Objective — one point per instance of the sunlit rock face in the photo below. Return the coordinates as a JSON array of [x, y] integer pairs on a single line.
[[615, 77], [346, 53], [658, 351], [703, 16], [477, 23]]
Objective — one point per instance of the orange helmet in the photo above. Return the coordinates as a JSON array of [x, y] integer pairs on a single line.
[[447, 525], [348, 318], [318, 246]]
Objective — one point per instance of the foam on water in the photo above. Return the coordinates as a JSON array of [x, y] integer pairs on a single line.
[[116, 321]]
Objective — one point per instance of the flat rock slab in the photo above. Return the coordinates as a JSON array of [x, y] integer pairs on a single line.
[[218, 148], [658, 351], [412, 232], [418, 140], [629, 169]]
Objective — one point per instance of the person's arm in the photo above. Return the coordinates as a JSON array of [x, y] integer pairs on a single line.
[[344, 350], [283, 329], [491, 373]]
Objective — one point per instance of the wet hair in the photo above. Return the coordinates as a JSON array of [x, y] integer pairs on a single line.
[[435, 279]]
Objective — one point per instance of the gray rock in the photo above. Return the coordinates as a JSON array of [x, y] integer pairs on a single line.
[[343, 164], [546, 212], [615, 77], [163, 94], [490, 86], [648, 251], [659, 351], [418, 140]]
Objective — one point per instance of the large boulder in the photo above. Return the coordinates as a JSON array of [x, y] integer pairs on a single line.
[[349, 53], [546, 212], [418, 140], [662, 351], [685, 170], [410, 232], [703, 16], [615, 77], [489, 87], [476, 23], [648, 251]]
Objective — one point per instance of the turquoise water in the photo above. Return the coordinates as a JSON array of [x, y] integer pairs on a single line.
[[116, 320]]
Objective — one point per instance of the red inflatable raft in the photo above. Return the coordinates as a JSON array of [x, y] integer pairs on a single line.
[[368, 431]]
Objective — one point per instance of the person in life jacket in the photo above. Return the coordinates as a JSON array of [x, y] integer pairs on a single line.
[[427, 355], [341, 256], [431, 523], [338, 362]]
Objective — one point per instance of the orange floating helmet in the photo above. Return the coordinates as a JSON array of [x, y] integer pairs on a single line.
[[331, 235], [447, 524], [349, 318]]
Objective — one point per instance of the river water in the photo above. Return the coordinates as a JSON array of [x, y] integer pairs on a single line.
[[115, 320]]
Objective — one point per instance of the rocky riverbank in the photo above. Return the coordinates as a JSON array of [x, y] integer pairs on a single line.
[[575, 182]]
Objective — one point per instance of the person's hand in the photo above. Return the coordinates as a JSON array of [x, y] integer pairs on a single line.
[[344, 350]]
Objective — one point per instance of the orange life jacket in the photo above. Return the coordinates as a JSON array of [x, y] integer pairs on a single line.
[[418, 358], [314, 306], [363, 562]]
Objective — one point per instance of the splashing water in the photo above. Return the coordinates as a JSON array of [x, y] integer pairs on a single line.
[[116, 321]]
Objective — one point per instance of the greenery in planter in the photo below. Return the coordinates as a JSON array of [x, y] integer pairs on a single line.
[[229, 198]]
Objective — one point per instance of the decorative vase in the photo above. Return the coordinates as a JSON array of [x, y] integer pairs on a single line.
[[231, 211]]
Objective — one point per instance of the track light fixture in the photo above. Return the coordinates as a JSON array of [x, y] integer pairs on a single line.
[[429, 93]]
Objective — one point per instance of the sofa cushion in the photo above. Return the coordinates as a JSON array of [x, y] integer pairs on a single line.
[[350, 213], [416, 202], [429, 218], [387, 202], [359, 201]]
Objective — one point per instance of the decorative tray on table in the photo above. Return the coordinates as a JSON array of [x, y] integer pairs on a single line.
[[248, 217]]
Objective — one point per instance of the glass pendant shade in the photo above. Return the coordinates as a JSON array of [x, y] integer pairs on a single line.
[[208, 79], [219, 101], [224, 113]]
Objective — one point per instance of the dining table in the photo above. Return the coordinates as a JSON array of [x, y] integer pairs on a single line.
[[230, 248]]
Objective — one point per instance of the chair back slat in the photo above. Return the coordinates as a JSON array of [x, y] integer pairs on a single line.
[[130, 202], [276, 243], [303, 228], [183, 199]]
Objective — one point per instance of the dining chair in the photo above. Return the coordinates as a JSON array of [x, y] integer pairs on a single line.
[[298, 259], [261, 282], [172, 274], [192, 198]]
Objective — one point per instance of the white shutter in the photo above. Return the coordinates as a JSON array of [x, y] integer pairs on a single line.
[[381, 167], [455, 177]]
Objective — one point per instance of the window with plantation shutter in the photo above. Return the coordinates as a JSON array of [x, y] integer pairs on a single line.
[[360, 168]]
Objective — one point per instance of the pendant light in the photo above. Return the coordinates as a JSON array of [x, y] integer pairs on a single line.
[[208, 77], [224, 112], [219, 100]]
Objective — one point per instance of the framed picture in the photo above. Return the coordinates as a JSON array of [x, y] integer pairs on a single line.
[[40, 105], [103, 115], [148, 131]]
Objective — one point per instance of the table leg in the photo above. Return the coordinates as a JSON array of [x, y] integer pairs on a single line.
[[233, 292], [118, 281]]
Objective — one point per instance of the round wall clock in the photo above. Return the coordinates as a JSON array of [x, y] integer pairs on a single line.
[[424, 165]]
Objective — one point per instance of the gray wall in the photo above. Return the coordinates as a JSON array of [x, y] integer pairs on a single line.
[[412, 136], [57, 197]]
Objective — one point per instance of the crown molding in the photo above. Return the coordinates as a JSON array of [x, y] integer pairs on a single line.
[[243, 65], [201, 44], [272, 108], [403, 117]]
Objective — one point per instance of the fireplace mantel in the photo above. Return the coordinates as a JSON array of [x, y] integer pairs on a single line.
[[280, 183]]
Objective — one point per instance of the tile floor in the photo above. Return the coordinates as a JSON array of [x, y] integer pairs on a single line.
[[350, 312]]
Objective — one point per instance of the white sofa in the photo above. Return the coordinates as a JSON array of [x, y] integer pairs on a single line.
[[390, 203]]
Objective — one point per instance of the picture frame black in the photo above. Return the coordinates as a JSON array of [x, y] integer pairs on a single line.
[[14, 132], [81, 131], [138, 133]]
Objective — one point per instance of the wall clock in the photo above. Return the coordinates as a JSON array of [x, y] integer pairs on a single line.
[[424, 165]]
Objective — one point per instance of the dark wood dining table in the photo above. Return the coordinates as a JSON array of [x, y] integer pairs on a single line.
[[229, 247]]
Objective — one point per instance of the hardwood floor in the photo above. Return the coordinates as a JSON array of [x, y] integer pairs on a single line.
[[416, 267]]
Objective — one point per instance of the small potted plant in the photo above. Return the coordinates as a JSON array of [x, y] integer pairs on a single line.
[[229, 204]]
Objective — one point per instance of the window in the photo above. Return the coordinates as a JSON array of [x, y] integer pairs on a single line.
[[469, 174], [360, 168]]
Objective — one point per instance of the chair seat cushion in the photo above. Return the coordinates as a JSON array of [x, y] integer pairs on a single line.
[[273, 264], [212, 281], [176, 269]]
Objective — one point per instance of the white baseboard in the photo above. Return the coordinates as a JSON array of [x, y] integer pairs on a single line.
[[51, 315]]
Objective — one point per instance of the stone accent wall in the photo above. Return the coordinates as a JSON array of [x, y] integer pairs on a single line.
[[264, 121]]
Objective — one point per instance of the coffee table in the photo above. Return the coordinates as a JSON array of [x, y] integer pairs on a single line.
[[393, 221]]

### THE TASK
Transcribe the material above in its entirety. Match it exactly.

### ANSWER TO THIS EXERCISE
Objective — one point per instance of the sunlit rock face in the photo below. Return the coordinates as a JSON array of [x, y] integer pairs on a single line.
[[615, 77], [346, 53], [658, 351], [703, 16], [477, 23]]
Objective — one point per instance of the orange helmet in the photo above. Return the coordinates as a JSON array of [x, y] integer pairs on a single line.
[[447, 525], [348, 318], [318, 246]]
Objective — one point per instance of the foam on water in the photo above. Return the coordinates as a JSON array of [x, y] integer pairs on a single line.
[[116, 321]]
Objective — one point per instance of the flat rock slab in the photo above. Return the coordinates as a JSON array of [x, y] integer pairs on a single line.
[[218, 148], [658, 351], [412, 232], [418, 140], [629, 169]]
Objective — one point per instance of the person's arm in the photo above. Return the coordinates as a JSON array of [x, y] integer pairs on a single line.
[[344, 350], [283, 329], [491, 373]]
Objective — one point per instance of the wet hair in the photo above. Return the coordinates as a JSON array of [x, y] integer pairs on a single line.
[[435, 279]]
Objective — one point per instance of the gray rock in the photo above. Return the coordinates as a JSON array of [x, y] integer pairs on a single line.
[[343, 164], [546, 212], [615, 77], [163, 94], [490, 86], [648, 251], [659, 351], [418, 140]]
Objective — one point per instance of the large boulder in the photo above. Return the coordinates as a JSON array of [x, y] integer pairs on a single line.
[[349, 53], [546, 212], [418, 140], [662, 351], [685, 170], [410, 232], [703, 16], [615, 77], [489, 87], [476, 23], [648, 251]]
Objective — one point per instance of the turquoise water in the photo above. Return the coordinates as a JSON array of [x, y] integer pairs on a single line.
[[116, 320]]
Objective — one point per instance of the red inflatable raft in the photo above. Return the coordinates as a JSON array of [x, y] integer pairs on a single line.
[[368, 431]]
Objective — one point per instance of the person in life jacket in the photo above. Return the coordinates as a JSON array of [x, y] integer pairs on a single line.
[[427, 355], [341, 256], [431, 523], [338, 362]]
Objective — one point per instance of the orange floating helmet in the photo above. Return the coordinates as a JSON array of [x, y] integer pairs on a single line.
[[331, 235], [447, 524], [349, 318]]
Objective — one point per instance of the river water in the photo above. Return the coordinates as a JSON array of [x, y] integer pairs on a single line.
[[115, 320]]
Objective — one point per instance of the rocky riverbank in the photo above. Return the coordinates as a JSON array of [x, y] integer pairs on a single line.
[[575, 182]]
Objective — one point per instance of the person's hand in the photo above. Return the coordinates as a JSON array of [x, y] integer pairs on a single line.
[[344, 350]]
Objective — one point per instance of the orange life jacket in the photo above. Return the coordinates as a JSON array of [x, y] integer pairs on a single line.
[[418, 358], [314, 306], [363, 562]]
Objective — one point per instance of the splashing water in the photo above. Return the coordinates as a JSON array of [x, y] integer pairs on a single line.
[[116, 321]]
Objective — one point per instance of the greenery in planter in the photo below. Return the coordinates as a JSON array of [x, y] integer pairs on a single line.
[[229, 198]]
Objective — one point per instance of the decorative vase in the photo above. Return the coordinates as a JSON array of [x, y] integer pairs on a single line.
[[231, 211]]
Objective — one point per instance of the track light fixture in the photo above. Return the coordinates as a JSON array of [x, y] integer pairs on a single line.
[[429, 93]]
Objective — one point per instance of the sofa cushion in the photo above. Return the coordinates as a JSON array of [x, y] integer pairs on a single line.
[[350, 213], [416, 202], [429, 218], [387, 202], [359, 201]]
Objective — one point per instance of the decorative tray on table in the photo above. Return the coordinates as a JSON array of [x, y] integer pairs on a single line.
[[248, 217]]
Objective — one point per instance of the glass pendant shade in the photo above. Return the coordinates as a JSON array of [x, y] integer pairs on a single line.
[[208, 79], [219, 101], [224, 113]]
Objective — one point per instance of the dining table in the photo above. Return the coordinates as a JSON array of [x, y] integer pairs on a single line.
[[230, 248]]
Objective — one point per instance of the chair back slat in the photo above. Return the coordinates as a JSON array of [x, y] integer pairs on a single line.
[[130, 202], [276, 243], [303, 228], [183, 199]]
Objective — one point per instance of the dining chair in the photo above. Return the coordinates as a JSON array of [x, y] integer pairs on a single line.
[[298, 259], [261, 282], [172, 274], [192, 198]]
Objective — one point per instance of the white shutter in the photo above. Return the coordinates as a JSON array of [x, y] integer pairs on a single line.
[[381, 167], [455, 177]]
Objective — one point per instance of the window with plantation shutter in the photo above. Return the coordinates as a JSON array of [x, y] integer pairs on a single line.
[[360, 168]]
Objective — one point per instance of the pendant light in the photo above. Return the coordinates as a JSON array of [x, y] integer pairs on a single line.
[[208, 77], [224, 112], [219, 100]]
Objective — one point per instance of the framed picture in the photo above. Return the coordinates as a JSON array of [x, y] integer pairs on a single line.
[[40, 105], [103, 115], [148, 131]]
Objective — one point per instance of the table leg in the photo above. Return the coordinates as a JSON array of [x, y] integer pairs on a single line.
[[233, 292], [118, 281]]
Objective — one point per instance of the round wall clock in the photo above. Return the coordinates as a JSON array of [x, y] integer pairs on a single line.
[[424, 165]]
Objective — one point per instance of the gray wall in the photo above. Return the coordinates as a JSON array of [x, y] integer pairs on a single line.
[[412, 136], [57, 197]]
Objective — one point per instance of the crown molding in the photo above. Return the coordinates as a JSON array of [x, y] integer pairs on a single line.
[[243, 65], [201, 44], [272, 108], [403, 117]]
Objective — one point per instance of the fireplace mantel in the photo above. Return the coordinates as a JSON array of [x, y] integer pairs on a single line.
[[280, 183]]
Objective — one point per instance of the tile floor in the photo above. Return the coordinates as a JSON array of [x, y] integer pairs on a single line.
[[350, 312]]
Objective — one point per instance of the white sofa in the photo above. Return the coordinates as a JSON array of [x, y] integer pairs on a single line.
[[390, 203]]
Objective — one point per instance of the picture frame black in the photo above. Return the coordinates as a JSON array of [x, y] integer pairs on a single line.
[[14, 132], [81, 131], [138, 133]]
Objective — one point per instance of the wall clock in the photo above. Return the coordinates as a JSON array of [x, y] integer pairs on a single line.
[[424, 165]]
Objective — one point per instance of the dark wood dining table in the photo above. Return the coordinates as a JSON array of [x, y] integer pairs on a single line.
[[229, 247]]
Objective — one point per instance of the hardwood floor in the photo above. Return the coordinates as a JSON array of [x, y] integer pairs on a single line.
[[416, 267]]
Objective — one point per instance of the small potted plant in the photo above. Return the coordinates as a JSON array of [x, y] integer pairs on a single line.
[[229, 204]]
Objective — one point per instance of the window in the photo above. Return the coordinates as a JSON array of [x, y] integer pairs on a single line.
[[469, 174], [360, 168]]
Objective — one point per instance of the chair seat cushion in the photo above. Return the coordinates as a JSON array of [x, y] integer pairs on a single line.
[[273, 264], [212, 281], [176, 269]]
Objective — one point per instance of the white baseboard in the photo above. Return the coordinates as a JSON array of [x, y] integer pairs on a single line.
[[51, 315]]
Objective — one point per instance of the stone accent wall in the photo above. Return the coordinates as a JSON array of [x, y] integer pairs on a single line.
[[264, 121]]
Objective — one point per instance of the coffee table in the photo above. Return the coordinates as a JSON array of [x, y] integer pairs on a single line.
[[393, 221]]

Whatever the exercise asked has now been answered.